■ **Provided text**:

I met this girl 6 months ago, we went on a couple of dates over the course of the first month or so and they we started seeing each other every week.

 

We only see each other twice a week most weeks, basically she’s just finished a degree and is now working a full time job but also does a few hours part time after her normal job, I understand it leaves little time for her and for a while I’ve been happy with what we are doing as we both like a bit of our own time anyway but here’s my problem…….

 

Obviously when we first started seeing each other we was txting all the time, having a laugh, being flirty ect, she’d often say she’s excited to see me tomorrow or whatever and looking forward to cuddling up ect. Over the past week this has just suddenly stopped, I’ve mentioned it to her and her reply is “after a while things change, you don’t keep that up forever” which is totally fine. It just seems to me that it’s a massive drastic change, not one flirty message in over a week.

 

We had a bit of a clear the air talk a few days ago and I said if you’re not feeling this anymore then we can call it a day and explained that I feel she’s been very distant. She said that she does want to carry on seeing me and has just been really busy at work ect and if she didn’t she would soon say, but I just can’t help but feel it feels different when we see each other now. She’s always on her phone txting her friends when before she would send maybe one or two through the course of the night, I just feel like I’m not getting a lot back.

■ **Data**:
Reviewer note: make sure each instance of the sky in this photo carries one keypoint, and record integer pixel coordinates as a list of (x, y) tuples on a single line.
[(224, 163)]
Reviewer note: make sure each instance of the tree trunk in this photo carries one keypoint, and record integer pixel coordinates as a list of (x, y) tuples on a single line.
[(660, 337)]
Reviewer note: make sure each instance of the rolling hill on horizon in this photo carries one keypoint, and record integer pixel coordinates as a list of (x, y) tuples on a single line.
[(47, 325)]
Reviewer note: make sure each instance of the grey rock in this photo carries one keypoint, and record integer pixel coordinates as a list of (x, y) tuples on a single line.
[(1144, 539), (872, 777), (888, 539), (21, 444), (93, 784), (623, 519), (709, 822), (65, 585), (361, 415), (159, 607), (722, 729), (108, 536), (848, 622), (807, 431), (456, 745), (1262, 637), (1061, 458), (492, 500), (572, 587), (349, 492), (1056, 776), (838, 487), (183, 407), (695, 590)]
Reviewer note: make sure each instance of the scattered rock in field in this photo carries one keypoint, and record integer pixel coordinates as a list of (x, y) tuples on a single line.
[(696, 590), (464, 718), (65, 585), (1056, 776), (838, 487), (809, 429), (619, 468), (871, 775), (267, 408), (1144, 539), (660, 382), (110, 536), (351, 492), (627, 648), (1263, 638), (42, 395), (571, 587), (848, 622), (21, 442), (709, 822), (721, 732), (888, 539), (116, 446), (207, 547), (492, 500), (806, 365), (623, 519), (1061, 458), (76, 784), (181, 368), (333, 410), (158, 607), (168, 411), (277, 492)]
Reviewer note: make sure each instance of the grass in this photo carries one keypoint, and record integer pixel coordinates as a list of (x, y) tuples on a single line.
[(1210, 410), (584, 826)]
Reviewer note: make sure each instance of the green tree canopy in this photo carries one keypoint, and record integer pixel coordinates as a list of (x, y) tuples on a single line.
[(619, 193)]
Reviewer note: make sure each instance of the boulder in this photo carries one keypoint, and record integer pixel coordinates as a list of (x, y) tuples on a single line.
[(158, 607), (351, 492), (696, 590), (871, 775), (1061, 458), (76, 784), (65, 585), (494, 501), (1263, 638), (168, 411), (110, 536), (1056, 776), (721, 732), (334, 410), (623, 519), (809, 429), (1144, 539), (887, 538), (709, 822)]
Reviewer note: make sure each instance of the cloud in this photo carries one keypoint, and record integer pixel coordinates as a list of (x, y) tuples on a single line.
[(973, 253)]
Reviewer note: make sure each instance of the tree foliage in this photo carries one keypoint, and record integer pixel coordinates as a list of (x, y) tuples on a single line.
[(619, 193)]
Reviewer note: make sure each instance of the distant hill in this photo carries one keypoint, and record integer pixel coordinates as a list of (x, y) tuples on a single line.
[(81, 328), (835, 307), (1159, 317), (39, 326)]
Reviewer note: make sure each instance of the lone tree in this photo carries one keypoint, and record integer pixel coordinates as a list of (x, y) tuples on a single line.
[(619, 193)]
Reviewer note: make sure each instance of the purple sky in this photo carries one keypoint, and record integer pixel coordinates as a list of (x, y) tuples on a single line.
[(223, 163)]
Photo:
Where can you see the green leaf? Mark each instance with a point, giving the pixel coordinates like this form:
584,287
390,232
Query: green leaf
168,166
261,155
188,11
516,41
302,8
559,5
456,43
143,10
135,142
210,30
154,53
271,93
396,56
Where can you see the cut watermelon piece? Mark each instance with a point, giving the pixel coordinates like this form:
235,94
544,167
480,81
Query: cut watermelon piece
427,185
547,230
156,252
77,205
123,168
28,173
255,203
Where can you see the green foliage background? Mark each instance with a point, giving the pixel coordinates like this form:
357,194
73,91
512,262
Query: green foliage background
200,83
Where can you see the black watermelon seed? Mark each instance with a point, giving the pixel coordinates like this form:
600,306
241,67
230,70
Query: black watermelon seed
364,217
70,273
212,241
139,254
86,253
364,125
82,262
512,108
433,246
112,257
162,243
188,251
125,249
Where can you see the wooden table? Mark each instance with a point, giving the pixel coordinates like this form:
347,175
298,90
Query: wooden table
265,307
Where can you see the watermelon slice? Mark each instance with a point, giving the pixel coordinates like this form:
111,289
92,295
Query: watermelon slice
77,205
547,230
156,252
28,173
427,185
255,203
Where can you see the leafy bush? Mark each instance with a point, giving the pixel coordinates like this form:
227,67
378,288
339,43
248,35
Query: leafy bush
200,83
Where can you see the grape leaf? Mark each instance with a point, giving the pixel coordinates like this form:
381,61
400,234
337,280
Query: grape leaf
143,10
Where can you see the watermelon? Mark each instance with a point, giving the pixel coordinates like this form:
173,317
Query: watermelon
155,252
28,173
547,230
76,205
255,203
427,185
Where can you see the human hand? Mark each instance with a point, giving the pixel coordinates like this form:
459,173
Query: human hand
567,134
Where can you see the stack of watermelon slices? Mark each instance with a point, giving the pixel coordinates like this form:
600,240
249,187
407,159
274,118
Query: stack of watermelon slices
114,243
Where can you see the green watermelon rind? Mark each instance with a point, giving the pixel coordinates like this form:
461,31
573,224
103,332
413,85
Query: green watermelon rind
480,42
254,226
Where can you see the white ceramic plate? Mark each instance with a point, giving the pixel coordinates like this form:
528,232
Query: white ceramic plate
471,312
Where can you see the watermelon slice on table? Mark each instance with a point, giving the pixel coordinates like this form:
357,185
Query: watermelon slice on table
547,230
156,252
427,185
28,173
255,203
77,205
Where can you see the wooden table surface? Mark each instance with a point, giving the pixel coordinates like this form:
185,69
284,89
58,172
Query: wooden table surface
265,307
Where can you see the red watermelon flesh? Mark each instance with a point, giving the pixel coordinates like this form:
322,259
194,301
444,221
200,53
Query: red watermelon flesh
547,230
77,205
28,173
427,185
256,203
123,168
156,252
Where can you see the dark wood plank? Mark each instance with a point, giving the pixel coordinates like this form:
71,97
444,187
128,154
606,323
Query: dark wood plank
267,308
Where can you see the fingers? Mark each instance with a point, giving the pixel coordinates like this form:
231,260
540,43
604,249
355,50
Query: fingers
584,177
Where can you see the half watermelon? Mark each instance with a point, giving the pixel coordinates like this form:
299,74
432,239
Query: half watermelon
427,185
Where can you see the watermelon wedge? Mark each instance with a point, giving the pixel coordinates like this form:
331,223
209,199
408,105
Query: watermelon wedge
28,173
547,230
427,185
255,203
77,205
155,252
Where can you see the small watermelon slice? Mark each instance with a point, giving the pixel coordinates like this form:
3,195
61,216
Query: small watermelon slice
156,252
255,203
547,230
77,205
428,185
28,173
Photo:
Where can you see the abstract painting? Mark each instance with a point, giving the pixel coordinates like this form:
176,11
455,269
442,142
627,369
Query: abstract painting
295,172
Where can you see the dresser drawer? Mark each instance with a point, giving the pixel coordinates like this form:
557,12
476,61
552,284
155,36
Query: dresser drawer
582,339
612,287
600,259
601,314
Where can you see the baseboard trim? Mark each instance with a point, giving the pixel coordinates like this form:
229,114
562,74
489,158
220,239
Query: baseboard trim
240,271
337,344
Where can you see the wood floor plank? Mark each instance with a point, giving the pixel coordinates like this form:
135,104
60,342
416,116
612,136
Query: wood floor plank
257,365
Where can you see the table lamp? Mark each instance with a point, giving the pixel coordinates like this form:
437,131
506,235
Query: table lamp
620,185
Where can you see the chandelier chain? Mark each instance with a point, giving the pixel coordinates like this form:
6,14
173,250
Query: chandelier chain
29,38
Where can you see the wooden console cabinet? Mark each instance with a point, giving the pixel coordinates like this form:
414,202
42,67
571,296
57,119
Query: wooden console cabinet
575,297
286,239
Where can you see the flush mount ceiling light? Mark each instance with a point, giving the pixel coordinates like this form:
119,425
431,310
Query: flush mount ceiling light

■ **Instructions to follow**:
Answer these questions from the dating post above:
1. How long ago did the writer meet the girl?
2. How often do the two of them see each other in most weeks?
3. How long has it been since she sent a flirty message?

■ **Final answer**:
1. Six months ago.
2. Twice a week.
3. Over a week.